Using decanted Tamiya spray paint

I am trying to do some retouching on my hospital ship model (U.S.S. Hope being build as U.S.S. Repose), using decanted Tamiya TS-45 Pearl White paint, but it’s not going well.

I used Tamiya Deck Tan and Dark Grey acrylics to paint the deck, but inevitably got paint on the white bulkheads and deck furnature. The decanted spray paint disolves the underlying Tamiya acrylic paints that I’m using to cover up the errors, and I end up with dirty-looking bulkheads and deck furniture. Is there a solution to this? I really like the Tamiya spray paints. Unfortunately, Tamiya doesn’t make liquid paints in the same colours.

Bob

OK. Perhaps I have the answer to my question.

I remembered that I bought a small bottle of Tamiya Pearl White lacquer paint several months ago, on my last pandemic-era trip to my hobby shop. That’s probably the paint I should be using for touch-ups. Right! (I’d still like to know why the decanted Tamiya spray paint doesn’t seem to be working as I’d hoped; my understanding is that the Tamiya spray paints don’t interact with acrylics, but that may apply only to sprayed paint, not brushed-on decanted spray paint.

⁂

# TASK REQUIREMENTS
1. In the post about decanted Tamiya spray paint, which Tamiya spray color is being used for the retouching?
2. Resume the post about decanted Tamiya spray paint, starting after its final sentence.
The listing after this point is separate material, apart from the post about decanted Tamiya spray paint.

# SUPPLIED MATERIAL

⁂

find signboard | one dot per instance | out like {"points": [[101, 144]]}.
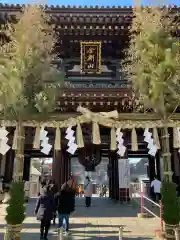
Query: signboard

⁂

# YOUR WRITTEN ANSWERS
1. TS-45 Pearl White.

2.
Bob

Any time you brush paint onto something that is already painted, you run the risk of it attacking the paint that is already there. Acrylic clear coats help, but even that isn’t a guarantee.

I took another chance, sprayed the problem parts with glossy clear Tamiya spray, and used the Tamiya Pearl White lacquer (liquid, in a small jar) to continue touching up errant blotches. It seems to have worked quite well. One problem was some dark grey acrylic deck paint which developed tiny cracks after the clear spray dried. Using Tamiya paint remover, I managed to smooth out the cracks and repainted that part with the dark grey acrylic mixed with retarder. Looks pretty good!